*Work instructions:* List every class name beginning with "Q" that appears in the thread about the null object pattern below. Leave out macros.

*Passage provided:*
__________

In this case, the Tool is a public domain object of a library, which is used by the Worker. I'm developing such library. So the worker is using a screwdriver but it gets broken and gets destroyed. No problem:
if(m_tool)
m_tool->use();
emit workCompleted();
m_tool is 0 so it simply does nothing. But we have to check that it's not null everytime.
Now let's say we had a NullTool object:
class NullTool : public Tool
{
Q_OBJECT
public:
NullTool() : Tool();
public slots:
void use()
{
// does nothing
};
};
When the tool was destroyed, our pointer would be smart and would know it should point to a NullTool instance. So Worker::work() could be implemented like this:
void Worker::work()
{
m_tool->use();
emit workCompleted();
};
m_tool->use() would then get called on the NullTool which does nothing, so there would be no need to check the pointer is not null.
Is this a good idea? Is it possible with the smart pointer classes Qt provides or should I subclass QWeakPointer?
I think the null object pattern makes most sense for value-like classes. Examples are QString or QVariant, were you don't want to have code like if ( str && !str->isEmpty() ) but just do if ( !str.isEmpty() ). For QObjects, which are not values but have "an identity", I never found this useful.
I don't understand clearly your use case, but your program can be signaled when the object has been destroy by connecting the following signal from QObject:
void destroyed ( QObject * obj = 0 );
I don't see any problem in your idea. You just have to compare the work that it takes to implement it compared to the work for checking the pointer every time. Let's your checking the pointer 10.000 times it's a good idea to use your approach. Side note: Your null object pattern rely on the fact that Tool::use() has no side effects whatsoever.
Take care that possible side affects in Tool::use() don't get in the way when you replace it polymorphically with NullTool::use(). In other words: Be sure you don't break the Liskov Substitution Principle.

__________

[Records contained in a dataset]
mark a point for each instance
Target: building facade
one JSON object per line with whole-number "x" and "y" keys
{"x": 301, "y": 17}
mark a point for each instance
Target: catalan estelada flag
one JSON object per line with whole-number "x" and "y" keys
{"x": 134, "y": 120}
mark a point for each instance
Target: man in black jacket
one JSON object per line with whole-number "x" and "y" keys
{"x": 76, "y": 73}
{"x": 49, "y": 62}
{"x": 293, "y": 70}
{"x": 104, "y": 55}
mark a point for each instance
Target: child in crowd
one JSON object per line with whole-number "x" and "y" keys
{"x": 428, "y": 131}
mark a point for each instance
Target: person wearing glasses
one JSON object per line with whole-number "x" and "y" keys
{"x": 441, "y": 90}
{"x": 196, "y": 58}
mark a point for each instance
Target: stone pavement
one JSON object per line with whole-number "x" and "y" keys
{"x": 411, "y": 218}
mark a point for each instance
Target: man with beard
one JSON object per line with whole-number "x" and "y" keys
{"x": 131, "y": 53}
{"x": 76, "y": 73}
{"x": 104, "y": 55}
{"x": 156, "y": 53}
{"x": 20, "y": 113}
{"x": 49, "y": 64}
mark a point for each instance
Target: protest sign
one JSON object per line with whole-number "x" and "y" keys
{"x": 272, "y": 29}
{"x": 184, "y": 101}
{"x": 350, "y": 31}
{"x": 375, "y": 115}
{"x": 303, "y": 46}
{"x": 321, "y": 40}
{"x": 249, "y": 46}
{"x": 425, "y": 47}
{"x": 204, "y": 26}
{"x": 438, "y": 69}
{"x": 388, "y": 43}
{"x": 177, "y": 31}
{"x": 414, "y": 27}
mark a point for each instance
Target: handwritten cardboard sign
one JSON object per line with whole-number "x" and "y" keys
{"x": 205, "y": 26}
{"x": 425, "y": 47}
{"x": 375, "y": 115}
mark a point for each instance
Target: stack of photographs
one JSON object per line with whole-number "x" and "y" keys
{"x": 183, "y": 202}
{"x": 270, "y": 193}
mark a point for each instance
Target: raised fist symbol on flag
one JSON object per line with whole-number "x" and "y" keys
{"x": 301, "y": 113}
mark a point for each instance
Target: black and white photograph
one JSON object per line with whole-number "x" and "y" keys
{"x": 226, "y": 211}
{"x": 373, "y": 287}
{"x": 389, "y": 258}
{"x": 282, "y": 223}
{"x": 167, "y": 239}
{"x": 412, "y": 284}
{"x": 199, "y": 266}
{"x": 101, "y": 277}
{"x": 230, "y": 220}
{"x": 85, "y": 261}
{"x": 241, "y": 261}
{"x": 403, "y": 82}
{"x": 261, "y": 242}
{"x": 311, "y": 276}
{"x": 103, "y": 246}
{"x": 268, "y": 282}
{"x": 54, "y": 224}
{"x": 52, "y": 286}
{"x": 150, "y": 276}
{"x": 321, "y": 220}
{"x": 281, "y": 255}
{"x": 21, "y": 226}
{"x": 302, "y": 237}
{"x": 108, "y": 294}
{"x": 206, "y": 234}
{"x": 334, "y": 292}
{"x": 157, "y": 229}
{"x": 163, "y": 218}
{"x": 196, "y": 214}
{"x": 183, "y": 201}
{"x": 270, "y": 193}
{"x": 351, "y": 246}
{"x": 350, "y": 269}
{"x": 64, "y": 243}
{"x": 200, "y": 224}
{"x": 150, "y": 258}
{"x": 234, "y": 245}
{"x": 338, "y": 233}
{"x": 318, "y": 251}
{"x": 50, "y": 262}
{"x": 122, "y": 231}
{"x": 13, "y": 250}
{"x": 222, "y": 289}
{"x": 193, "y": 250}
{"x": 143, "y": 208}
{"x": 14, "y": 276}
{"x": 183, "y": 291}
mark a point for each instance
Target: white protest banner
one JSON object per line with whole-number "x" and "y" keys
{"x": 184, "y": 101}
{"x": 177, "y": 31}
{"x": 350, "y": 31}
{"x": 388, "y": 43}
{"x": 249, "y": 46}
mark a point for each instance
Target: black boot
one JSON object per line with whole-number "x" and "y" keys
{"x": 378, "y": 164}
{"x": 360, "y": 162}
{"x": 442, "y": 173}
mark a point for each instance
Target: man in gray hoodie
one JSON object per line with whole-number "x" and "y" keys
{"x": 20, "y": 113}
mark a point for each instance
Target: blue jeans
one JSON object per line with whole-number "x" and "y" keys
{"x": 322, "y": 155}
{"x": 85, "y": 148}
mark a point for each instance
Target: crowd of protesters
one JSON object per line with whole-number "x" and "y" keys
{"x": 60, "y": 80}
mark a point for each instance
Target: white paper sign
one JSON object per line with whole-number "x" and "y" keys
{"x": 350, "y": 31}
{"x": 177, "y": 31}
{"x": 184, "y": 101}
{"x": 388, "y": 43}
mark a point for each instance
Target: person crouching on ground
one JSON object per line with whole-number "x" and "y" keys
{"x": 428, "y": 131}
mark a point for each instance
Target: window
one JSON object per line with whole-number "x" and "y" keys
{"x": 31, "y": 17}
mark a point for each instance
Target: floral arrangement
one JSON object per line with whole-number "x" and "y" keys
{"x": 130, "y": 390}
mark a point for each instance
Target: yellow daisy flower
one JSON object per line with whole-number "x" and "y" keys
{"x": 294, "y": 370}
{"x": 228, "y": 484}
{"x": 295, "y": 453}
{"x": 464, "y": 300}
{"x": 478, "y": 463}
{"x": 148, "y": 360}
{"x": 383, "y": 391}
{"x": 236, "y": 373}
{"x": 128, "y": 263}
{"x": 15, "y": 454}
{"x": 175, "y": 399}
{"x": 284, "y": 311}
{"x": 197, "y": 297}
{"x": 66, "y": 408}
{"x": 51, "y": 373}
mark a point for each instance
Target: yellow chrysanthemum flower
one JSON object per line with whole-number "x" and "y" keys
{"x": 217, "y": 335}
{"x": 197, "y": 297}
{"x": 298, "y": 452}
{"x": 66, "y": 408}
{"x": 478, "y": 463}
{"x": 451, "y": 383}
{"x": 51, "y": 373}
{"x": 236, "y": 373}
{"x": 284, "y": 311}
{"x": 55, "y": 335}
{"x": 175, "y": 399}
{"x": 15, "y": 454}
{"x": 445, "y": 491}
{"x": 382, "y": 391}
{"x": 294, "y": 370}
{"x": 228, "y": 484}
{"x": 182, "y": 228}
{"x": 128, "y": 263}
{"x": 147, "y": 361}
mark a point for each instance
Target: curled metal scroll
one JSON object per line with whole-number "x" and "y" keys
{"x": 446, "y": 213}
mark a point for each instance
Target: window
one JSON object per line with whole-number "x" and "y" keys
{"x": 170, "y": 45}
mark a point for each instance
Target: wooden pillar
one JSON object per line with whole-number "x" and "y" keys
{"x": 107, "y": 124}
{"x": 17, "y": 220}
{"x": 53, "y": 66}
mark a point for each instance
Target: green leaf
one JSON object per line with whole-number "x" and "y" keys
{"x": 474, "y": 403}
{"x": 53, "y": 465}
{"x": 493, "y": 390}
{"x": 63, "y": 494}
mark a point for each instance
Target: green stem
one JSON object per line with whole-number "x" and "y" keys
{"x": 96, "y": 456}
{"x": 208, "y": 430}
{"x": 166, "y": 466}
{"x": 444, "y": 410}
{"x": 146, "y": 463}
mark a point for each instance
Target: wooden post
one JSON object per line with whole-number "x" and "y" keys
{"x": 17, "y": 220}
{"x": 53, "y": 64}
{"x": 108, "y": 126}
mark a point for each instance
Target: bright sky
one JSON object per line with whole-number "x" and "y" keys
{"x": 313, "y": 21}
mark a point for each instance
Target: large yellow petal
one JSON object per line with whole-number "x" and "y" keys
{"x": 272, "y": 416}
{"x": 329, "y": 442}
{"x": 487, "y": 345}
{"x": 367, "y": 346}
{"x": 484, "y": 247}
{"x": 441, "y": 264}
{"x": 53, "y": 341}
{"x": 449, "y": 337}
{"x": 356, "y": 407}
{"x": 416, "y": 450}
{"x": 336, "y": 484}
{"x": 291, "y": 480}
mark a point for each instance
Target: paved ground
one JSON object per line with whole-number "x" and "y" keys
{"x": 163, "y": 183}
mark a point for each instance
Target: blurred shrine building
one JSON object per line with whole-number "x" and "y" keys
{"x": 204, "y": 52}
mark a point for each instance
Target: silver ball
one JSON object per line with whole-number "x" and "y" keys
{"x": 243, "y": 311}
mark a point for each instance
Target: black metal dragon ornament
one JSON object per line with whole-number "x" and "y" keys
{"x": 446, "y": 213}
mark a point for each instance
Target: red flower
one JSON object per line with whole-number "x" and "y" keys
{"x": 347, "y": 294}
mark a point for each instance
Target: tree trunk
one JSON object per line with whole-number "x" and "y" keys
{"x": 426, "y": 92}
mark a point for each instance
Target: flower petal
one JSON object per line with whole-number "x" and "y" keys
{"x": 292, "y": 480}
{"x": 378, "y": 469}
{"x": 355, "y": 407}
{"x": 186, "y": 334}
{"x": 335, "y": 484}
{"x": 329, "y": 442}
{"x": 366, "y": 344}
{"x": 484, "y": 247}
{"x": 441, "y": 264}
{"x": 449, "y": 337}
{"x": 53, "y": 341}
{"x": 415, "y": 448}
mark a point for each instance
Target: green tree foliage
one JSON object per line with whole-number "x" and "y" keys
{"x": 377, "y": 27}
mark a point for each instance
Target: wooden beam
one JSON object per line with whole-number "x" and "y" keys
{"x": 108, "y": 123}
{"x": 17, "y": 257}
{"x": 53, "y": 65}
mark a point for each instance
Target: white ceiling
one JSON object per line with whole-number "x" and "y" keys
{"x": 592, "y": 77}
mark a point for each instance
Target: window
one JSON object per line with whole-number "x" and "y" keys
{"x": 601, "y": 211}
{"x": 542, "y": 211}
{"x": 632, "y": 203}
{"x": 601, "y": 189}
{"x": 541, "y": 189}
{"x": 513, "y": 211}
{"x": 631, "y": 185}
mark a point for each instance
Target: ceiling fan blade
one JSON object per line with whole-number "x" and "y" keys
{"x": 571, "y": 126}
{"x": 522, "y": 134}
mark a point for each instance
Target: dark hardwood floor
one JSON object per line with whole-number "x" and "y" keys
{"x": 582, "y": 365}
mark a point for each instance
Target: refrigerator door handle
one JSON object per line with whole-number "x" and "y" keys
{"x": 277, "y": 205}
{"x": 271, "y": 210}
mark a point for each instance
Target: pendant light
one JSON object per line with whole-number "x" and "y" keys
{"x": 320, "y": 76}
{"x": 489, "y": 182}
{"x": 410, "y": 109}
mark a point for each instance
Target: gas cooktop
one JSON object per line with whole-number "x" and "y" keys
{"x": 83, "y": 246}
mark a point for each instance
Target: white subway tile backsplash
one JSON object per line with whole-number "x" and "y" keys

__________

*The response:*
QWeakPointer
QString
QVariant
QObject